- [Required action]: Which of the lines in the data mention the string "batting"? List them all.

- [Exercise data]:
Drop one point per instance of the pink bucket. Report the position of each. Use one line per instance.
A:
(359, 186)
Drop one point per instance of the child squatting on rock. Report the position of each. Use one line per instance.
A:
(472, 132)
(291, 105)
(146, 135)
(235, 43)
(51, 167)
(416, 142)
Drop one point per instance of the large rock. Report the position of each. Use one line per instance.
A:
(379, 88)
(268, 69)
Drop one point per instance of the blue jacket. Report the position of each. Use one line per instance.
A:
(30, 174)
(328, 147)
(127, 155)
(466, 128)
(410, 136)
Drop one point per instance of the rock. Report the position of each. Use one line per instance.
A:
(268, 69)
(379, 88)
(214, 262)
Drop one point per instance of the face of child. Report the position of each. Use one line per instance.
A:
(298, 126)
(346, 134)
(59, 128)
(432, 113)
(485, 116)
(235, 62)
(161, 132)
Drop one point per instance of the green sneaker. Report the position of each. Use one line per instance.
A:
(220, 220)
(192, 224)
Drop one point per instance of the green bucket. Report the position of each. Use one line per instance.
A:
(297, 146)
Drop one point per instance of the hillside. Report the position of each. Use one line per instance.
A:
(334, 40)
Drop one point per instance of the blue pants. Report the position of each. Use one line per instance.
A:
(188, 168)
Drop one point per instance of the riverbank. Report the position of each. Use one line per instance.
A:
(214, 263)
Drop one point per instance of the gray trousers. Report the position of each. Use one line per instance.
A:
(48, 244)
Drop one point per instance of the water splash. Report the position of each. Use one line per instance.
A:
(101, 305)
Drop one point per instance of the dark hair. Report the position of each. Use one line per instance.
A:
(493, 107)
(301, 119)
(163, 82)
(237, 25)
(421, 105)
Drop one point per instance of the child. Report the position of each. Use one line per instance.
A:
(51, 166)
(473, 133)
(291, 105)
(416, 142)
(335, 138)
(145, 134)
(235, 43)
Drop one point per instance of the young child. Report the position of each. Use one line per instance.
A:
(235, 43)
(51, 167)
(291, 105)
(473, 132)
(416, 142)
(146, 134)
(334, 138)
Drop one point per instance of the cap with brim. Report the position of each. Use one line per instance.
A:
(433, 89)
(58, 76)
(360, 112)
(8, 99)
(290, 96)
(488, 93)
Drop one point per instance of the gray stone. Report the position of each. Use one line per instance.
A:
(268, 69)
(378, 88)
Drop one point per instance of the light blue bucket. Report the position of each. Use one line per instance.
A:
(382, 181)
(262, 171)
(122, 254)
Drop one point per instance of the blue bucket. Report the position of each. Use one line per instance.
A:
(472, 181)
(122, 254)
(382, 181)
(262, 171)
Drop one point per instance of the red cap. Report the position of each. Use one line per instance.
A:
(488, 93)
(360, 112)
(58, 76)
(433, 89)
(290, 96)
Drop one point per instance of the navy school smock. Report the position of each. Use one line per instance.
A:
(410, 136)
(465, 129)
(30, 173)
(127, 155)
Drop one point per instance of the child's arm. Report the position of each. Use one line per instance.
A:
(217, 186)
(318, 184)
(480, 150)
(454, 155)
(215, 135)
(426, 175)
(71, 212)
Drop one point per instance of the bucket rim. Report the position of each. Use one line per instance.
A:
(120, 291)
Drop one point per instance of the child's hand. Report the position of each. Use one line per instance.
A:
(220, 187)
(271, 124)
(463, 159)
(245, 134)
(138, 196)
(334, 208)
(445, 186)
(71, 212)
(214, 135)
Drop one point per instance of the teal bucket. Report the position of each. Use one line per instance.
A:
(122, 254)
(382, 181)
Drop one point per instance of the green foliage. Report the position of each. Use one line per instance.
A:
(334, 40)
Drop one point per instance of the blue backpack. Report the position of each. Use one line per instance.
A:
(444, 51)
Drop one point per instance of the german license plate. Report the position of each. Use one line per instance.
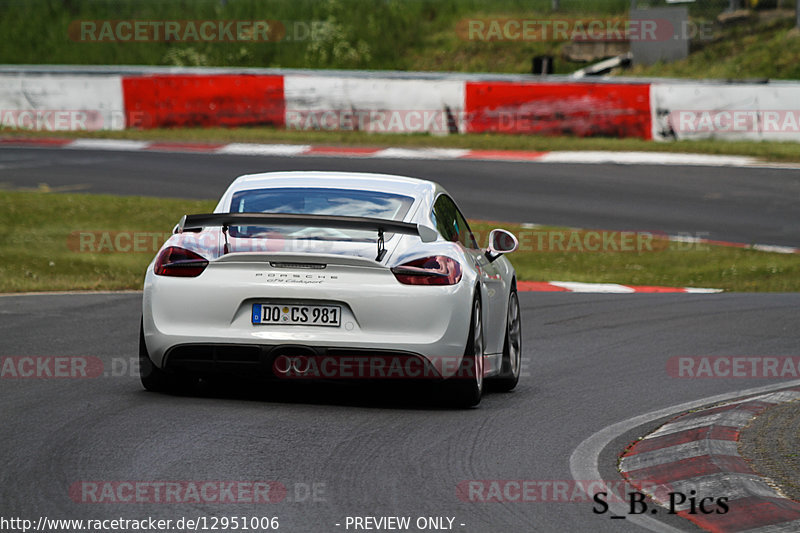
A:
(297, 315)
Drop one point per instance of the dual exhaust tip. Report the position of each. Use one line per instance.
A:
(295, 361)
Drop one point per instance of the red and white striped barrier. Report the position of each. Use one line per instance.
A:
(388, 103)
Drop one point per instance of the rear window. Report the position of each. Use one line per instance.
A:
(317, 201)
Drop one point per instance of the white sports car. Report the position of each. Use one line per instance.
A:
(331, 275)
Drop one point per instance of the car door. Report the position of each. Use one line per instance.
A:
(452, 225)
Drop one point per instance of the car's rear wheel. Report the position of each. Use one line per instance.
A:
(512, 347)
(153, 378)
(467, 385)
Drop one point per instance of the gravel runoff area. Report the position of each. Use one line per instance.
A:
(771, 444)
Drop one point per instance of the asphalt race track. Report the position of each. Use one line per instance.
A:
(589, 361)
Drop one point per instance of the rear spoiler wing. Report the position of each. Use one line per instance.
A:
(380, 225)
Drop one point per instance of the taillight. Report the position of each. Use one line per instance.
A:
(436, 270)
(174, 261)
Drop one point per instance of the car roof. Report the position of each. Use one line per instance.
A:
(424, 192)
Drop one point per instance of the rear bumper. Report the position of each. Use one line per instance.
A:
(299, 363)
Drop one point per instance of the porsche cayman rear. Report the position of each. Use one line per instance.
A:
(314, 275)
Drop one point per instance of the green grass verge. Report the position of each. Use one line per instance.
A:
(383, 35)
(41, 251)
(766, 150)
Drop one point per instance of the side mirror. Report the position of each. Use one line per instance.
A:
(427, 233)
(501, 242)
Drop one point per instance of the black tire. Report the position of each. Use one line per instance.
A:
(466, 387)
(512, 347)
(153, 378)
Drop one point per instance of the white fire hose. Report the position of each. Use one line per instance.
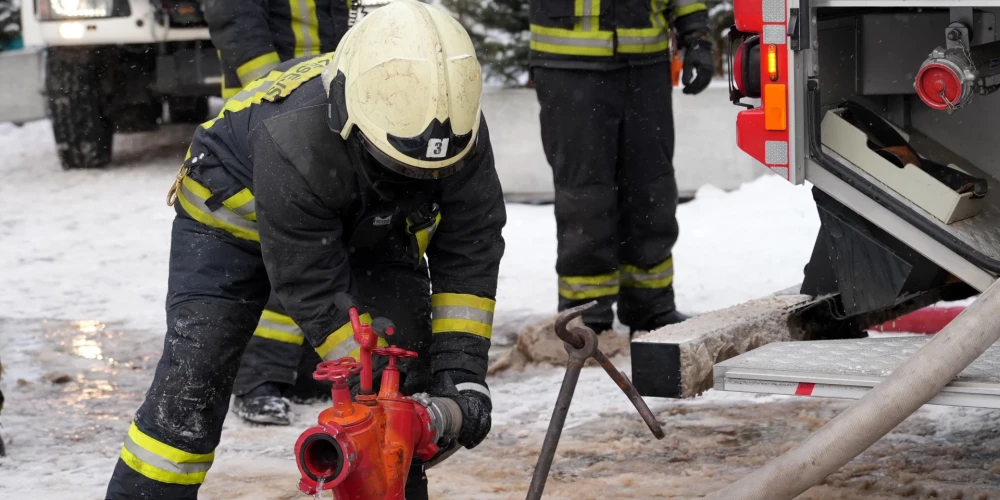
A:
(869, 419)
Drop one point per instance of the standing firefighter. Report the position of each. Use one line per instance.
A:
(254, 36)
(320, 185)
(602, 72)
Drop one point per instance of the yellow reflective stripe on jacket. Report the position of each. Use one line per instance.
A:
(425, 235)
(243, 204)
(192, 197)
(278, 327)
(257, 67)
(305, 27)
(229, 92)
(656, 13)
(658, 276)
(588, 287)
(642, 40)
(161, 462)
(275, 85)
(685, 7)
(341, 343)
(572, 42)
(462, 313)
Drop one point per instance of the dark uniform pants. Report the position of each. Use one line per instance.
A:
(279, 353)
(609, 138)
(217, 290)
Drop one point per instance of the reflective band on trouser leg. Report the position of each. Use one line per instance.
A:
(192, 197)
(463, 313)
(658, 276)
(257, 67)
(589, 12)
(243, 204)
(472, 386)
(572, 42)
(588, 287)
(278, 327)
(642, 40)
(161, 462)
(685, 7)
(341, 343)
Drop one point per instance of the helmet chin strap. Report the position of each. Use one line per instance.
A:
(386, 183)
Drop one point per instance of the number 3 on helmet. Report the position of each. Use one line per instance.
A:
(407, 81)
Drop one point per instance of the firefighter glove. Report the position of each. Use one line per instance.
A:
(699, 66)
(473, 397)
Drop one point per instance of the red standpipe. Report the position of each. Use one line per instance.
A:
(362, 448)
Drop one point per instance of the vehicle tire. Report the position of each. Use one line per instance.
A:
(188, 109)
(83, 135)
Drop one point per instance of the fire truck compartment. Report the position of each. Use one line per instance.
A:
(871, 56)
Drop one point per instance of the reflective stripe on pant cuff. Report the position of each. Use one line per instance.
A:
(588, 287)
(278, 327)
(462, 313)
(472, 386)
(658, 276)
(161, 462)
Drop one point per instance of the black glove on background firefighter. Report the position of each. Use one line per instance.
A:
(317, 180)
(603, 76)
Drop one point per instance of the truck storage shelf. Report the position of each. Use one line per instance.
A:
(981, 232)
(847, 369)
(902, 3)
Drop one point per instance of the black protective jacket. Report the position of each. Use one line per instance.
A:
(317, 206)
(611, 34)
(253, 36)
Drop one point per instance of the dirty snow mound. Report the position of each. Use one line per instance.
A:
(538, 343)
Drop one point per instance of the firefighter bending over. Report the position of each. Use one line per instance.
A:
(316, 185)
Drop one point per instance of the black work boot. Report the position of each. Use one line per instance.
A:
(661, 320)
(263, 405)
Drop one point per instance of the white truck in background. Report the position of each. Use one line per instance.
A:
(97, 67)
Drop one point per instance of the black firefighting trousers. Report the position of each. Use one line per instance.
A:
(609, 138)
(278, 353)
(217, 290)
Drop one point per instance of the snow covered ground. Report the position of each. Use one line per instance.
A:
(82, 278)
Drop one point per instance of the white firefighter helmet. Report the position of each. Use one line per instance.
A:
(407, 78)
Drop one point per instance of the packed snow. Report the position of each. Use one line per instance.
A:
(83, 258)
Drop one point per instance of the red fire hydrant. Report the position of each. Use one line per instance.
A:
(362, 447)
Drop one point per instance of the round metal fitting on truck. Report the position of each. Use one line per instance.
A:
(946, 81)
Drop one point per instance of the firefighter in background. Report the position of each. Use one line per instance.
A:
(603, 76)
(333, 174)
(253, 37)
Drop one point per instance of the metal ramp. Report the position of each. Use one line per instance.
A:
(847, 369)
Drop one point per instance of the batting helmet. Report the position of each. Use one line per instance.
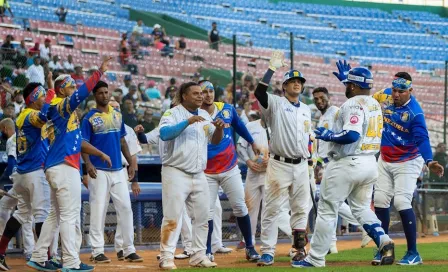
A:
(360, 76)
(293, 74)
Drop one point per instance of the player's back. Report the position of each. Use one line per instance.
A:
(31, 152)
(362, 114)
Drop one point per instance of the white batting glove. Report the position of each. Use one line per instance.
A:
(277, 60)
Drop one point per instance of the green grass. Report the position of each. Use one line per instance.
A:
(429, 252)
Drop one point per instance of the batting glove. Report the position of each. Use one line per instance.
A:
(276, 61)
(324, 134)
(343, 68)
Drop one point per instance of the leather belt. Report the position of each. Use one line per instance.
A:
(288, 160)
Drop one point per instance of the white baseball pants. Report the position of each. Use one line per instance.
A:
(398, 181)
(284, 182)
(180, 189)
(65, 183)
(350, 178)
(107, 185)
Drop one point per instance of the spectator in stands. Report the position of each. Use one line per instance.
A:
(127, 82)
(69, 67)
(181, 44)
(35, 72)
(147, 122)
(171, 92)
(45, 50)
(55, 64)
(18, 102)
(78, 76)
(128, 113)
(152, 92)
(132, 94)
(213, 37)
(61, 12)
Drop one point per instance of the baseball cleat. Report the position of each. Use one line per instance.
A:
(205, 263)
(82, 268)
(167, 265)
(182, 256)
(133, 258)
(3, 265)
(252, 254)
(120, 255)
(101, 258)
(265, 260)
(223, 250)
(365, 239)
(387, 251)
(301, 264)
(45, 266)
(411, 258)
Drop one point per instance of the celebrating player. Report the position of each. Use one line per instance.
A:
(29, 181)
(405, 147)
(222, 169)
(287, 172)
(103, 127)
(185, 131)
(62, 171)
(351, 171)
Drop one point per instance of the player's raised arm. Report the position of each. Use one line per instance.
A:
(277, 61)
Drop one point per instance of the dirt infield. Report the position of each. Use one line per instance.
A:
(234, 259)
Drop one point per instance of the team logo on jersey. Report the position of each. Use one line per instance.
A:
(405, 116)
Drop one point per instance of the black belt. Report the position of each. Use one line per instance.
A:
(287, 160)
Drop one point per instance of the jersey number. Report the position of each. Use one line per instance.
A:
(375, 127)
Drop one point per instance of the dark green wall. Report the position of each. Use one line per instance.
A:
(386, 7)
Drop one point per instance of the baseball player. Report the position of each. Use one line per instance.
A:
(351, 171)
(328, 117)
(103, 127)
(134, 149)
(405, 147)
(29, 181)
(287, 172)
(185, 131)
(222, 169)
(62, 169)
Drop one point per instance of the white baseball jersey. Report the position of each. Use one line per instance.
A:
(362, 114)
(290, 127)
(327, 121)
(133, 144)
(188, 151)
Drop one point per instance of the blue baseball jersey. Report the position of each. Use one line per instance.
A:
(104, 130)
(404, 134)
(222, 157)
(31, 150)
(63, 130)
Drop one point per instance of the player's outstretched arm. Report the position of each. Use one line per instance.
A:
(276, 61)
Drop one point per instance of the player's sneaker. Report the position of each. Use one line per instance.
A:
(45, 266)
(301, 264)
(265, 260)
(387, 251)
(182, 256)
(3, 265)
(120, 255)
(167, 265)
(241, 245)
(82, 268)
(223, 250)
(252, 254)
(205, 263)
(365, 239)
(133, 258)
(101, 258)
(411, 258)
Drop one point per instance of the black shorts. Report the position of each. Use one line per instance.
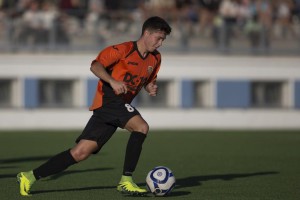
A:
(105, 121)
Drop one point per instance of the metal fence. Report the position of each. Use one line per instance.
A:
(69, 34)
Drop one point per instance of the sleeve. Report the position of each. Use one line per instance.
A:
(109, 56)
(153, 75)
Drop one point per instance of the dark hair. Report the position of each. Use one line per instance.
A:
(156, 24)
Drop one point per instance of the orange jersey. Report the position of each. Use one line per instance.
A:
(125, 63)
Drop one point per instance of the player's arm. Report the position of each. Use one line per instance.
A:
(151, 88)
(118, 86)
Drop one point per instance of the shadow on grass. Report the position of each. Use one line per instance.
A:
(56, 176)
(196, 180)
(24, 159)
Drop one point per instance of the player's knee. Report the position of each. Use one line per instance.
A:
(80, 154)
(143, 128)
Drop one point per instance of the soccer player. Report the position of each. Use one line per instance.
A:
(123, 70)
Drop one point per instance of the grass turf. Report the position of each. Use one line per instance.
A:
(208, 165)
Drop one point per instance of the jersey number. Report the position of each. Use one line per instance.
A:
(129, 107)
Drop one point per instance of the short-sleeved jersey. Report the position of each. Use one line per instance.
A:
(125, 63)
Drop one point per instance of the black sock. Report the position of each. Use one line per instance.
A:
(54, 165)
(133, 151)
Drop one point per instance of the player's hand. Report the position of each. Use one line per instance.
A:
(118, 86)
(151, 88)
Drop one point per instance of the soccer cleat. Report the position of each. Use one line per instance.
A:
(129, 187)
(25, 184)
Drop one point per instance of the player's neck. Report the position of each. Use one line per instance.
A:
(142, 48)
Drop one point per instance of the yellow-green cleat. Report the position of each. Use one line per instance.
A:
(127, 186)
(25, 183)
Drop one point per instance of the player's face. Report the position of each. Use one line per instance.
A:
(154, 40)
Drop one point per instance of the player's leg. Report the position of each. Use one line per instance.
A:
(63, 160)
(56, 164)
(139, 129)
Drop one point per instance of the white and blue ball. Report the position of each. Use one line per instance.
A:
(160, 181)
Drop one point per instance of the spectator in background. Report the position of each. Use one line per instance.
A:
(263, 10)
(207, 12)
(228, 11)
(283, 15)
(32, 30)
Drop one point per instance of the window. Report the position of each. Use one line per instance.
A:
(202, 91)
(267, 94)
(56, 93)
(6, 93)
(161, 100)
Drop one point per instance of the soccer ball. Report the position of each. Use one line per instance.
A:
(160, 181)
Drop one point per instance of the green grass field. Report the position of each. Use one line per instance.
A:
(208, 165)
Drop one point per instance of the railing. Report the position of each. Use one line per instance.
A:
(68, 34)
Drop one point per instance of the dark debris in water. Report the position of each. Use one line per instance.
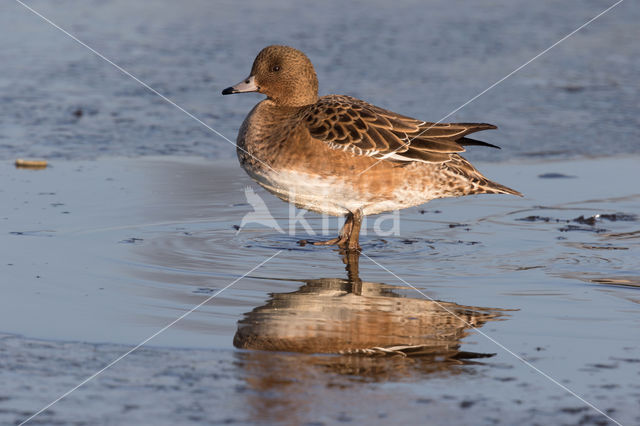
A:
(535, 218)
(132, 240)
(205, 290)
(591, 221)
(555, 176)
(460, 225)
(615, 217)
(571, 228)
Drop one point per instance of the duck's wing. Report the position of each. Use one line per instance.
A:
(353, 125)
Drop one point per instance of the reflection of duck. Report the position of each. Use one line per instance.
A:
(357, 331)
(331, 315)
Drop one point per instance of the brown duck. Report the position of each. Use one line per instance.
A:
(342, 156)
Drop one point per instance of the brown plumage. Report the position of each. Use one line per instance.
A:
(343, 156)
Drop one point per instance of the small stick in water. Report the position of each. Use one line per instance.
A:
(33, 164)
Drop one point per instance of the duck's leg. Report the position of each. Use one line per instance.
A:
(342, 238)
(354, 235)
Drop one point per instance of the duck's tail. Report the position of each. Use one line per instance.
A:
(474, 181)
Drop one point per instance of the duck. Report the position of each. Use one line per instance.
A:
(342, 156)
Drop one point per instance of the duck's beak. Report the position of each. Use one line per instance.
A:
(247, 85)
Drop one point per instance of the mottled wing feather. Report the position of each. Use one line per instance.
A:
(353, 125)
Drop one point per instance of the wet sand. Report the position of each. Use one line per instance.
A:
(99, 255)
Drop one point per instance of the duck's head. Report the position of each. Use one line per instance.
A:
(282, 73)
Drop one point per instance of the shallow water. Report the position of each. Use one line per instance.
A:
(543, 276)
(96, 256)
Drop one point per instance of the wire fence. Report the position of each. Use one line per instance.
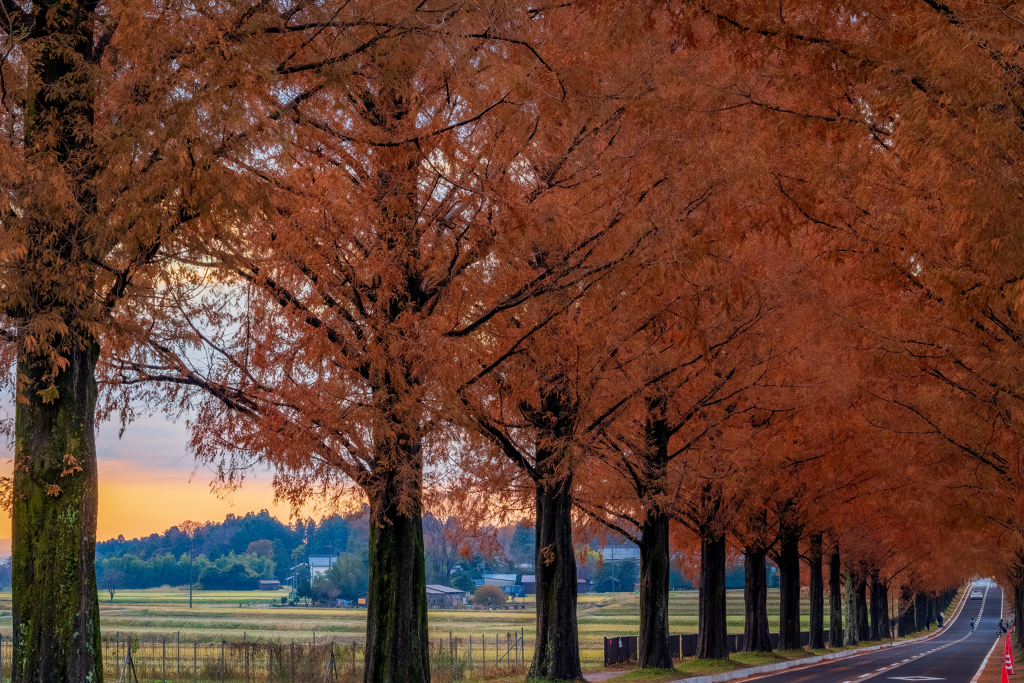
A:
(152, 658)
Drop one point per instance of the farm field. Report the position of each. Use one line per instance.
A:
(217, 615)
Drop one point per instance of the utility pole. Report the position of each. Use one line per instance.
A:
(188, 527)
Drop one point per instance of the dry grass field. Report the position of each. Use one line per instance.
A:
(217, 615)
(172, 642)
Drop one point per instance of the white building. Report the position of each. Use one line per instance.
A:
(620, 552)
(318, 564)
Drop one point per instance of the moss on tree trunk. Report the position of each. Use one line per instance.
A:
(397, 641)
(711, 599)
(835, 601)
(756, 634)
(53, 583)
(654, 543)
(654, 593)
(863, 627)
(817, 591)
(788, 577)
(556, 655)
(852, 635)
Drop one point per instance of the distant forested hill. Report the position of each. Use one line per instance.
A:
(231, 554)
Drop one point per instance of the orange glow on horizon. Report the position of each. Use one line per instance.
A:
(135, 502)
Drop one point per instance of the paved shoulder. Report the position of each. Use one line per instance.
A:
(953, 655)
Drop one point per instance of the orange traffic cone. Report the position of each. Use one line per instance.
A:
(1009, 657)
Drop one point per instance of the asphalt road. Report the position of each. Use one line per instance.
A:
(954, 655)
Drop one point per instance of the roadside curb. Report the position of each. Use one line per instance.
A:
(808, 662)
(984, 663)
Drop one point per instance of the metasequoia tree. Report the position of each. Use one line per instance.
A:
(122, 128)
(416, 215)
(546, 387)
(687, 365)
(936, 86)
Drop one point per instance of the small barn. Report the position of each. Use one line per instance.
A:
(444, 596)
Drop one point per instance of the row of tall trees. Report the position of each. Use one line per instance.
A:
(742, 273)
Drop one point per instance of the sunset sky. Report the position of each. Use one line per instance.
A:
(144, 483)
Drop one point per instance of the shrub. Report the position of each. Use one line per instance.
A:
(463, 583)
(489, 596)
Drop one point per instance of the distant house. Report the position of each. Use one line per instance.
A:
(444, 596)
(621, 552)
(501, 580)
(529, 584)
(318, 564)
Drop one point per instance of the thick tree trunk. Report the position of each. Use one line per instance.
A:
(1019, 608)
(397, 641)
(53, 583)
(756, 634)
(852, 634)
(654, 593)
(556, 655)
(711, 600)
(876, 607)
(906, 616)
(920, 611)
(788, 574)
(654, 544)
(817, 590)
(887, 631)
(863, 628)
(835, 602)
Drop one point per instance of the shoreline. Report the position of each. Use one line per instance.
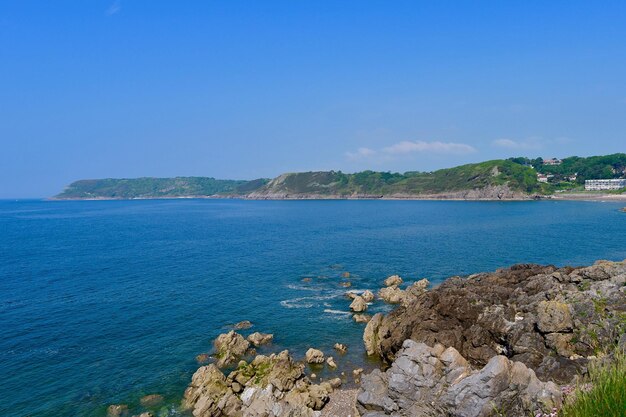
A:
(309, 197)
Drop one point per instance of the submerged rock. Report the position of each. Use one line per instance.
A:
(392, 294)
(434, 381)
(258, 339)
(151, 400)
(314, 356)
(340, 347)
(242, 325)
(368, 296)
(117, 410)
(361, 318)
(229, 347)
(393, 280)
(358, 305)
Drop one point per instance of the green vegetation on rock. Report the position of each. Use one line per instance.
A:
(604, 394)
(511, 178)
(111, 188)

- [Task solution]:
Drop one point per instance of the batting helmet. Report the position of each. Use one line per instance.
Drop one point per instance of the white batting glove. Report the position of each. Use one line per instance.
Drop one point per instance of the batting glove. Report the position of each. Use one line per instance.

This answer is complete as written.